_WORK INSTRUCTION_:
Please transcribe every record below exactly, leaving out the pictures.

(Saved data entries)
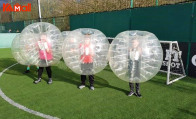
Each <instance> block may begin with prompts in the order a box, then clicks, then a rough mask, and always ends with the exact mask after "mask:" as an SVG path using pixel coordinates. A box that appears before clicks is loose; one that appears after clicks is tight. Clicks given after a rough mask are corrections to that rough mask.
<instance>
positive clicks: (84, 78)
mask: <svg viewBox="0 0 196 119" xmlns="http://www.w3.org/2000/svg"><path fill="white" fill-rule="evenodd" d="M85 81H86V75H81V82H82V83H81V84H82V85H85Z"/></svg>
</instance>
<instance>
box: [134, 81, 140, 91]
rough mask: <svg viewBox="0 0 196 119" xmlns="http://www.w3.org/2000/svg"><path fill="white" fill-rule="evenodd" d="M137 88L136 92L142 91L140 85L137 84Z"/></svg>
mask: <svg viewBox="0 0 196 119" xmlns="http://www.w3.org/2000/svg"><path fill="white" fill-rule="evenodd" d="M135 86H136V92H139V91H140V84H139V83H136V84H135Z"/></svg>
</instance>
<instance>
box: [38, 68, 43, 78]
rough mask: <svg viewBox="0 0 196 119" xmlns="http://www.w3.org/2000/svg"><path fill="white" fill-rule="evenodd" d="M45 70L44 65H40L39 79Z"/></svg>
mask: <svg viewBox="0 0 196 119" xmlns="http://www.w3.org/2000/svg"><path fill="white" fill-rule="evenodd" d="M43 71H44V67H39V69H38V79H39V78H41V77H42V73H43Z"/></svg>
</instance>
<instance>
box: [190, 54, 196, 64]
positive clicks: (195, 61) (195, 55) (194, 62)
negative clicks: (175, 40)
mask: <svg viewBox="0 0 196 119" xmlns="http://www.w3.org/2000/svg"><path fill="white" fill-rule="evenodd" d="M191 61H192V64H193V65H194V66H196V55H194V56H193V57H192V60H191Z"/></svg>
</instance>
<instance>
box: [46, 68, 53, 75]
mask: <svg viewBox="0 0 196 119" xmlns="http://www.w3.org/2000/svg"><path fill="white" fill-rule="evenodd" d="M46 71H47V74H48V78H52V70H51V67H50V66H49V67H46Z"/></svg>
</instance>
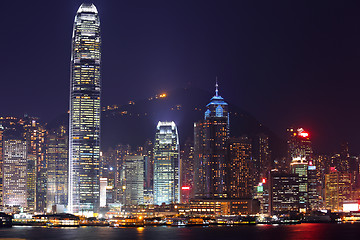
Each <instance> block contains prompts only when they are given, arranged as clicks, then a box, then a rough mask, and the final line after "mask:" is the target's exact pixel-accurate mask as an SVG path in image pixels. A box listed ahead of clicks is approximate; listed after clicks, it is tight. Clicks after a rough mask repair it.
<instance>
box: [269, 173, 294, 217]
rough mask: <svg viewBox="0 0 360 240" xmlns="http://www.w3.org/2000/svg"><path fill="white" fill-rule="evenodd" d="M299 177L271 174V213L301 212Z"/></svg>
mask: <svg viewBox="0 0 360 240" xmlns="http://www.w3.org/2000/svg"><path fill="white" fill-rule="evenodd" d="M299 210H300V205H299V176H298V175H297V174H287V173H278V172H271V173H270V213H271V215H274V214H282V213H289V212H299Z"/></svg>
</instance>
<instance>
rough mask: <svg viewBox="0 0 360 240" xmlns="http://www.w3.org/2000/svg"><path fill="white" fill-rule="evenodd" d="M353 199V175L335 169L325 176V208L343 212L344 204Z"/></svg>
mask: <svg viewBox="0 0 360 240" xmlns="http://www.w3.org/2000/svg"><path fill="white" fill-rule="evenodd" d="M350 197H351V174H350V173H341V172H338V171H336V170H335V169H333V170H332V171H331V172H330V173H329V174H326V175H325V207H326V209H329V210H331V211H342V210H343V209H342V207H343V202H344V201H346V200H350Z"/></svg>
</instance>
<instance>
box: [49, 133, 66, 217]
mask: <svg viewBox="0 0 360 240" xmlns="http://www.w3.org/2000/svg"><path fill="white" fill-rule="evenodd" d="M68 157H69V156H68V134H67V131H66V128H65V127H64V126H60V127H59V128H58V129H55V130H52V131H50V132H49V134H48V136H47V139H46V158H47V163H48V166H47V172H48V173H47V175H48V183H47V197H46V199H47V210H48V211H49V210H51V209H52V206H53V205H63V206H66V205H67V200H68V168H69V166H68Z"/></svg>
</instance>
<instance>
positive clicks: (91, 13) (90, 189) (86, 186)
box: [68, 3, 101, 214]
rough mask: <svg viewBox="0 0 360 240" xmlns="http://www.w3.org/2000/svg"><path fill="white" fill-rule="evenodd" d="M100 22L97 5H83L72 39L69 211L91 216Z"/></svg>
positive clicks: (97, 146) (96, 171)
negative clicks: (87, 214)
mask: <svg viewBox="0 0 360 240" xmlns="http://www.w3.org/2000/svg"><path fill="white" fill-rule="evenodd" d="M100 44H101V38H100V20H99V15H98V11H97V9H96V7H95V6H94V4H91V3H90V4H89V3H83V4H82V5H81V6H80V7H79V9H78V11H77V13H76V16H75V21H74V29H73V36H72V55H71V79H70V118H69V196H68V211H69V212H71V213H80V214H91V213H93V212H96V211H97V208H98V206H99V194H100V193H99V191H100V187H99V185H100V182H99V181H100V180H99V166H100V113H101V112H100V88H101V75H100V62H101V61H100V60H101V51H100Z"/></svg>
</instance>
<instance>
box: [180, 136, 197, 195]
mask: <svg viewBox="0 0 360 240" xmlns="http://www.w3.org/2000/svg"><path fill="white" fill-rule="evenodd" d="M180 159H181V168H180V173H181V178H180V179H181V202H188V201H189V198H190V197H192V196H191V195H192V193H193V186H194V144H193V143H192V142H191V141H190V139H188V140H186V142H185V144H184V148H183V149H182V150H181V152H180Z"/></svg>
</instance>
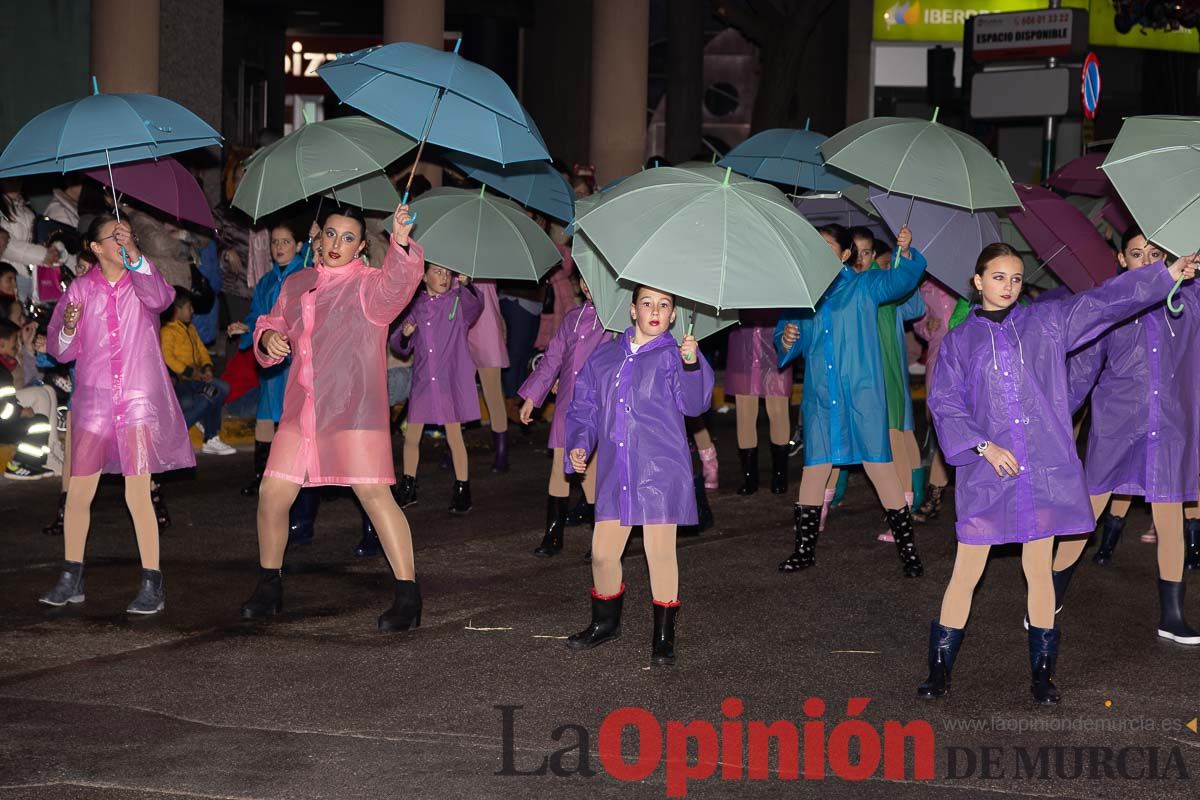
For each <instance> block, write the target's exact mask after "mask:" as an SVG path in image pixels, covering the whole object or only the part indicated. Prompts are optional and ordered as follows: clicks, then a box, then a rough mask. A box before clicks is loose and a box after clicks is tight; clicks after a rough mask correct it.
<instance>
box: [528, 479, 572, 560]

_FINISHED TASK_:
Each <instance> block may begin with prompts in the order a box, then clicks, then a rough mask, and always ends with the exact mask after "mask:" as an SVG path using pixel coordinates. A box that appears before clicks is loose; one that appears after clicks is tight. Clicks given after a rough mask are corrections to that rough mask.
<instance>
positive clicks: (84, 78)
mask: <svg viewBox="0 0 196 119" xmlns="http://www.w3.org/2000/svg"><path fill="white" fill-rule="evenodd" d="M85 81H86V75H81V82H82V83H81V84H82V85H85Z"/></svg>
</instance>
<instance>
box: [134, 81, 140, 91]
rough mask: <svg viewBox="0 0 196 119" xmlns="http://www.w3.org/2000/svg"><path fill="white" fill-rule="evenodd" d="M137 88L136 92L142 91L140 85L137 84Z"/></svg>
mask: <svg viewBox="0 0 196 119" xmlns="http://www.w3.org/2000/svg"><path fill="white" fill-rule="evenodd" d="M135 86H136V92H139V91H140V84H139V83H136V84H135Z"/></svg>
</instance>
<instance>
box: [38, 68, 43, 78]
rough mask: <svg viewBox="0 0 196 119" xmlns="http://www.w3.org/2000/svg"><path fill="white" fill-rule="evenodd" d="M45 70L44 65H40L39 79Z"/></svg>
mask: <svg viewBox="0 0 196 119" xmlns="http://www.w3.org/2000/svg"><path fill="white" fill-rule="evenodd" d="M43 71H44V67H39V69H38V79H39V78H41V77H42V73H43Z"/></svg>
</instance>
<instance>
box: [190, 54, 196, 64]
positive clicks: (195, 61) (195, 55) (194, 62)
negative clicks: (175, 40)
mask: <svg viewBox="0 0 196 119" xmlns="http://www.w3.org/2000/svg"><path fill="white" fill-rule="evenodd" d="M191 61H192V64H193V65H194V66H196V55H194V56H193V57H192V60H191Z"/></svg>
</instance>
<instance>
box: [46, 68, 53, 75]
mask: <svg viewBox="0 0 196 119" xmlns="http://www.w3.org/2000/svg"><path fill="white" fill-rule="evenodd" d="M46 71H47V74H48V78H52V70H51V67H50V66H49V67H46Z"/></svg>
</instance>
Each <instance> block contains prompts only when they are given, arranged as clicks, then a box, then a rough mask, and the final line after "mask:" is the target's exact pixel-accurate mask as an SVG path in image pixels. A box listed ahead of clicks is approximate; listed after clicks, it is tight. Clicks after a rough mask repair it.
<instance>
box: [269, 173, 294, 217]
rough mask: <svg viewBox="0 0 360 240" xmlns="http://www.w3.org/2000/svg"><path fill="white" fill-rule="evenodd" d="M299 177L271 174V213L301 212Z"/></svg>
mask: <svg viewBox="0 0 360 240" xmlns="http://www.w3.org/2000/svg"><path fill="white" fill-rule="evenodd" d="M299 210H300V205H299V176H298V175H297V174H287V173H278V172H271V173H270V213H271V215H274V214H282V213H289V212H299Z"/></svg>
</instance>
<instance>
rough mask: <svg viewBox="0 0 360 240" xmlns="http://www.w3.org/2000/svg"><path fill="white" fill-rule="evenodd" d="M353 199V175L335 169L325 176V208L343 212L344 204Z"/></svg>
mask: <svg viewBox="0 0 360 240" xmlns="http://www.w3.org/2000/svg"><path fill="white" fill-rule="evenodd" d="M350 197H351V174H350V173H341V172H338V171H336V170H335V169H333V170H332V171H331V172H330V173H329V174H326V175H325V207H326V209H329V210H331V211H342V210H343V209H342V207H343V202H344V201H346V200H350Z"/></svg>
</instance>
<instance>
box: [49, 133, 66, 217]
mask: <svg viewBox="0 0 360 240" xmlns="http://www.w3.org/2000/svg"><path fill="white" fill-rule="evenodd" d="M68 157H69V156H68V134H67V131H66V128H65V127H64V126H60V127H59V128H58V129H55V130H52V131H50V132H49V134H48V136H47V139H46V158H47V163H48V166H47V172H48V173H47V175H48V183H47V197H46V199H47V210H48V211H49V210H51V209H52V206H53V205H63V206H66V205H67V200H68V168H69V166H68Z"/></svg>
</instance>
<instance>
positive clicks: (91, 13) (90, 189) (86, 186)
box: [68, 3, 101, 214]
rough mask: <svg viewBox="0 0 360 240" xmlns="http://www.w3.org/2000/svg"><path fill="white" fill-rule="evenodd" d="M100 22L97 5H83L72 39L69 211L91 216Z"/></svg>
positive clicks: (97, 146) (96, 171)
negative clicks: (87, 214)
mask: <svg viewBox="0 0 360 240" xmlns="http://www.w3.org/2000/svg"><path fill="white" fill-rule="evenodd" d="M100 44H101V38H100V20H99V15H98V11H97V9H96V7H95V6H94V4H91V3H90V4H89V3H83V4H82V5H81V6H80V7H79V9H78V11H77V13H76V16H75V21H74V29H73V36H72V55H71V79H70V118H69V196H68V211H69V212H71V213H80V214H91V213H93V212H96V211H97V208H98V206H99V194H100V193H99V191H100V187H99V185H100V182H99V181H100V180H99V166H100V113H101V112H100V88H101V75H100V62H101V61H100V60H101V51H100Z"/></svg>
</instance>
<instance>
box: [180, 136, 197, 195]
mask: <svg viewBox="0 0 360 240" xmlns="http://www.w3.org/2000/svg"><path fill="white" fill-rule="evenodd" d="M180 159H181V168H180V173H181V178H180V179H181V202H188V201H189V198H190V197H192V196H191V195H192V193H193V186H194V144H193V143H192V142H191V141H190V139H188V140H186V142H185V144H184V148H183V149H182V150H181V152H180Z"/></svg>
</instance>
For each <instance> block, write the target's exact mask after "mask:" as an SVG path in image pixels, covering the whole object or only the part indicated. Prompts are optional and ordered as follows: clicks, then a box, then a rough mask. A box before clicks is loose and a box after clicks is tight; clicks after a rough mask correct it.
<instance>
box: [528, 479, 572, 560]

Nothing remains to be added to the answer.